[Image outline annotation entries]
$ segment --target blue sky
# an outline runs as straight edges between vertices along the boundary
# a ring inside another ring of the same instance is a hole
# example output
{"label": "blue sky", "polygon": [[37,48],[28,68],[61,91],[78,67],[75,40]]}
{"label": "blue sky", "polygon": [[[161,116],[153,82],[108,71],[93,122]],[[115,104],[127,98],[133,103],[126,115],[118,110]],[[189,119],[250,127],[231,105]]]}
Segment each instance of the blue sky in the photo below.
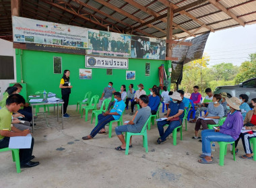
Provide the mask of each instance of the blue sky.
{"label": "blue sky", "polygon": [[256,24],[212,32],[204,50],[210,56],[210,66],[221,62],[241,65],[251,53],[256,53]]}

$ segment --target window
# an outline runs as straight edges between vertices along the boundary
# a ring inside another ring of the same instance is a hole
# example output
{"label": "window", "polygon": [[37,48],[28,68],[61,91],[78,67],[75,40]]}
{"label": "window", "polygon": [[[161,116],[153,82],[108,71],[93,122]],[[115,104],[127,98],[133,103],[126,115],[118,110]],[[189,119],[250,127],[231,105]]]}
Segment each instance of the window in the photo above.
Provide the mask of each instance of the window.
{"label": "window", "polygon": [[13,57],[0,56],[0,79],[14,79]]}
{"label": "window", "polygon": [[243,84],[243,87],[253,88],[256,87],[256,80],[252,80]]}

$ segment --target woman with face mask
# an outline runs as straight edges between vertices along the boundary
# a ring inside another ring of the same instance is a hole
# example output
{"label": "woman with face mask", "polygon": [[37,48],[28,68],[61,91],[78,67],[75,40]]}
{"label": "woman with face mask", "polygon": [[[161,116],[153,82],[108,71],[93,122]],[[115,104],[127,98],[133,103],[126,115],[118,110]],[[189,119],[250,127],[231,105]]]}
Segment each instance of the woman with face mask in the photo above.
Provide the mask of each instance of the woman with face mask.
{"label": "woman with face mask", "polygon": [[192,139],[201,138],[198,136],[201,126],[203,127],[203,130],[207,130],[208,129],[207,124],[218,124],[220,118],[224,115],[223,106],[219,103],[221,99],[222,96],[220,94],[214,95],[212,103],[209,103],[205,115],[199,117],[195,123],[195,136],[192,136]]}
{"label": "woman with face mask", "polygon": [[247,113],[251,110],[251,107],[247,103],[249,97],[246,94],[241,94],[239,95],[239,99],[241,101],[241,105],[239,106],[239,108],[241,110],[243,120],[245,120]]}
{"label": "woman with face mask", "polygon": [[214,162],[211,156],[211,142],[234,142],[239,136],[243,128],[243,117],[239,111],[241,101],[238,98],[234,97],[226,98],[226,100],[227,108],[230,109],[230,111],[228,113],[223,125],[216,130],[202,131],[202,154],[199,155],[201,158],[198,160],[199,163]]}

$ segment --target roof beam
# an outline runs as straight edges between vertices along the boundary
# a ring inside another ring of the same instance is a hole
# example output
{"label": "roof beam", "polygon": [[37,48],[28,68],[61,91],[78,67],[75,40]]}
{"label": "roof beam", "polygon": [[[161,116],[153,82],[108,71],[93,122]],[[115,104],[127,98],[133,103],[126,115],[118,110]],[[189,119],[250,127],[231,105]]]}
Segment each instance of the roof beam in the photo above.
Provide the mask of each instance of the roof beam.
{"label": "roof beam", "polygon": [[[94,0],[94,1],[96,1],[100,4],[102,4],[104,6],[118,12],[119,13],[121,13],[123,15],[125,15],[126,17],[128,17],[129,18],[132,19],[133,19],[137,22],[139,22],[139,23],[144,23],[145,22],[145,21],[137,17],[136,16],[134,16],[133,15],[131,15],[131,14],[127,13],[127,11],[125,11],[124,10],[119,9],[119,7],[116,7],[116,6],[109,3],[106,2],[104,0]],[[147,26],[150,28],[155,28],[156,30],[158,30],[164,34],[166,34],[166,31],[164,31],[164,30],[162,30],[158,28],[158,27],[154,26],[152,24],[148,24]],[[131,30],[131,31],[133,31],[133,30]]]}
{"label": "roof beam", "polygon": [[236,21],[240,25],[245,27],[245,23],[243,22],[241,19],[238,18],[237,16],[231,12],[230,11],[228,10],[224,6],[223,6],[220,3],[217,2],[216,0],[208,0],[211,4],[214,5],[216,7],[219,9],[220,10],[222,11],[223,12],[226,13],[228,16],[231,17],[232,19],[234,19],[235,21]]}

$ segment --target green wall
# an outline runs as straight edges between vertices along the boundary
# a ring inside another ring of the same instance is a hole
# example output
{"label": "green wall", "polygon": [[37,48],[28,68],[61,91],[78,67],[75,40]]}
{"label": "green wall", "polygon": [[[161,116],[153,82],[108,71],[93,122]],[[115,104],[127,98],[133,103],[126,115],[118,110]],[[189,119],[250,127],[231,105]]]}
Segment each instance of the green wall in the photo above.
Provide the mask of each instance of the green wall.
{"label": "green wall", "polygon": [[[101,95],[104,87],[112,81],[113,87],[119,91],[121,85],[125,84],[128,87],[130,83],[134,85],[135,89],[140,83],[144,85],[147,94],[154,85],[159,85],[158,67],[166,61],[144,59],[129,59],[129,70],[135,70],[135,81],[127,81],[125,73],[127,70],[113,69],[113,75],[106,75],[105,68],[92,68],[91,80],[80,80],[79,68],[85,68],[85,56],[84,55],[63,54],[42,51],[32,51],[16,49],[17,81],[21,81],[20,60],[22,62],[23,81],[27,85],[27,93],[31,95],[38,91],[57,93],[60,97],[59,83],[62,74],[53,73],[53,57],[62,58],[62,71],[70,70],[70,82],[73,88],[69,97],[69,104],[75,104],[77,100],[83,99],[85,93],[91,91],[92,95]],[[150,63],[150,76],[145,76],[145,65]]]}

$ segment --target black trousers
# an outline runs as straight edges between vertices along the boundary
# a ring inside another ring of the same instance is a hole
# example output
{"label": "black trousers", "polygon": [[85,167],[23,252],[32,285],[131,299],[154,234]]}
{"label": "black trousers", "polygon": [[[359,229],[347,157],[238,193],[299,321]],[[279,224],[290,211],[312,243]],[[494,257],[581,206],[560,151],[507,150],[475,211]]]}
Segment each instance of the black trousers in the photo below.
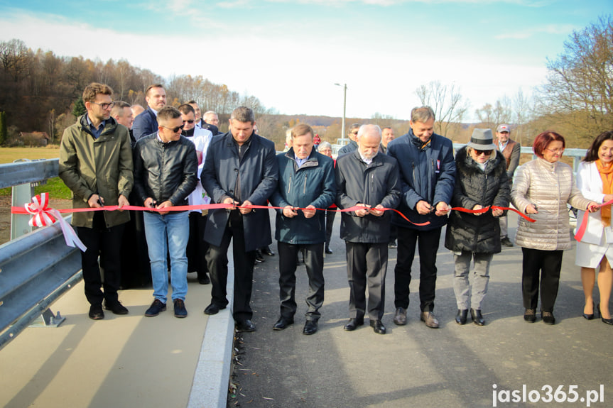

* [WHAT YOU ARE ASKED TO DO]:
Rewrite all of the records above, changing every "Provide the mask" to "Give the outline" and keeping everything else the same, but omit the pictures.

* [CORRECT RESPONSE]:
$ segment --target blue sky
# an outline runs as straight edges between vertices along the boundary
# a ring inside another ring of the same instance is a hole
# example output
{"label": "blue sky", "polygon": [[37,48],[28,68],[61,91],[78,67],[75,40]]}
{"label": "blue sky", "polygon": [[[161,116],[153,82],[108,71],[93,122]],[[115,104],[127,98],[133,103],[126,115],[118,110]],[[189,119],[250,127],[231,105]]]}
Segment each instance of the blue sky in the photo below.
Give the outline of each instance of the blue sky.
{"label": "blue sky", "polygon": [[256,24],[212,32],[204,50],[210,56],[210,66],[221,62],[241,65],[251,53],[256,53]]}

$ segment --target window
# an outline runs as straight edges between vertices along the boundary
# a ring inside another ring of the same instance is a hole
# example output
{"label": "window", "polygon": [[37,48],[28,68],[61,91],[78,67],[75,40]]}
{"label": "window", "polygon": [[[161,116],[153,82],[108,71],[93,122]],[[115,104],[127,98],[133,103],[126,115],[118,110]],[[189,119],[250,127],[231,105]]]}
Segment each instance of the window in the photo above.
Give the outline of each instance of the window.
{"label": "window", "polygon": [[13,57],[0,56],[0,79],[14,79]]}
{"label": "window", "polygon": [[243,84],[243,87],[253,88],[256,87],[256,80],[252,80]]}

$ segment --target woman with face mask
# an outline runs as straight edges between vertices along the boundary
# a ring inside another ring of the same instance is a hole
# example output
{"label": "woman with face mask", "polygon": [[37,48],[28,68],[61,91],[78,67],[75,40]]}
{"label": "woman with face mask", "polygon": [[[161,116],[153,82],[108,71],[93,122]],[[115,104],[127,98],[133,103],[126,115],[118,110]],[[189,119],[250,127],[231,105]]]}
Segment each instance of the woman with face mask in the photo above.
Give the outline of each instance of the woman with face mask.
{"label": "woman with face mask", "polygon": [[192,139],[201,138],[198,136],[201,126],[203,127],[203,130],[207,130],[208,129],[207,124],[218,124],[220,118],[224,115],[223,106],[219,103],[221,99],[222,96],[220,94],[214,95],[212,103],[209,103],[205,115],[199,117],[195,123],[195,136],[192,136]]}
{"label": "woman with face mask", "polygon": [[247,113],[251,110],[251,107],[247,103],[249,97],[246,94],[241,94],[239,95],[239,99],[241,101],[241,105],[239,106],[239,108],[241,110],[243,120],[245,120]]}
{"label": "woman with face mask", "polygon": [[214,162],[211,156],[211,142],[234,142],[239,136],[243,128],[243,117],[239,111],[241,101],[238,98],[234,97],[226,98],[226,100],[227,108],[230,109],[230,111],[228,113],[223,125],[216,130],[202,131],[202,154],[199,155],[201,158],[198,160],[199,163]]}

$ segment --target roof beam
# an outline runs as straight edges between vertices along the boundary
# a ring inside another ring of the same instance is a hole
# example output
{"label": "roof beam", "polygon": [[37,48],[28,68],[61,91],[78,67],[75,40]]}
{"label": "roof beam", "polygon": [[[161,116],[153,82],[108,71],[93,122]],[[115,104],[127,98],[133,103],[126,115],[118,110]],[[189,119],[250,127],[231,105]]]}
Segment each instance of the roof beam in the photo above.
Give the outline of each instance of the roof beam.
{"label": "roof beam", "polygon": [[[94,0],[94,1],[96,1],[100,4],[102,4],[104,6],[118,12],[119,13],[121,13],[123,15],[125,15],[126,17],[128,17],[129,18],[132,19],[133,19],[137,22],[139,22],[139,23],[144,23],[145,22],[145,21],[137,17],[136,16],[134,16],[133,15],[131,15],[131,14],[127,13],[127,11],[125,11],[124,10],[119,9],[119,7],[116,7],[116,6],[109,3],[106,2],[104,0]],[[147,26],[150,28],[155,28],[156,30],[158,30],[164,34],[166,34],[166,31],[164,31],[164,30],[162,30],[158,28],[158,27],[154,26],[152,24],[148,24]],[[131,30],[131,31],[133,31],[133,30]]]}
{"label": "roof beam", "polygon": [[236,21],[240,25],[245,27],[245,23],[243,22],[241,19],[238,18],[237,16],[231,12],[230,11],[228,10],[224,6],[223,6],[220,3],[217,2],[216,0],[208,0],[211,4],[214,5],[216,7],[219,9],[220,10],[222,11],[223,12],[226,13],[228,16],[231,17],[232,19],[234,19],[235,21]]}

$ segment --target green wall
# an outline runs as straight edges between vertices along the boundary
# a ring inside another ring of the same instance is a hole
# example output
{"label": "green wall", "polygon": [[37,48],[28,68],[61,91],[78,67],[75,40]]}
{"label": "green wall", "polygon": [[[161,116],[153,82],[108,71],[93,122]],[[115,104],[127,98],[133,103],[126,115],[118,110]],[[189,119],[250,127],[231,105]]]}
Segment each instance of the green wall in the photo above.
Give the outline of each instance of the green wall.
{"label": "green wall", "polygon": [[[101,95],[104,87],[112,81],[113,87],[119,91],[121,85],[125,84],[128,87],[130,83],[134,85],[135,89],[140,83],[144,85],[147,94],[154,85],[159,85],[158,67],[166,61],[144,59],[129,59],[129,70],[135,70],[135,81],[127,81],[125,73],[127,70],[113,69],[113,75],[106,75],[105,68],[92,68],[91,80],[80,80],[79,68],[85,68],[85,56],[84,55],[63,54],[42,51],[32,51],[16,49],[17,81],[21,81],[20,60],[22,62],[23,81],[27,85],[27,93],[31,95],[38,91],[57,93],[60,97],[59,83],[62,74],[53,73],[53,57],[62,58],[62,71],[70,70],[70,82],[73,88],[69,97],[69,104],[75,104],[77,100],[83,99],[85,93],[91,91],[92,95]],[[150,63],[150,76],[145,76],[145,65]]]}

$ segment --target black trousers
# an outline runs as straight edges between vertices along the boundary
# a ring inside another ring of the same instance is a hole
# example output
{"label": "black trousers", "polygon": [[85,167],[23,252],[32,285],[131,299],[154,234]]}
{"label": "black trousers", "polygon": [[[359,229],[347,157],[238,193],[299,321]],[[279,224],[290,211],[312,243]],[[494,257],[581,206],[560,151],[507,150],[475,211]]]}
Segment each instance of the black trousers in the photo below.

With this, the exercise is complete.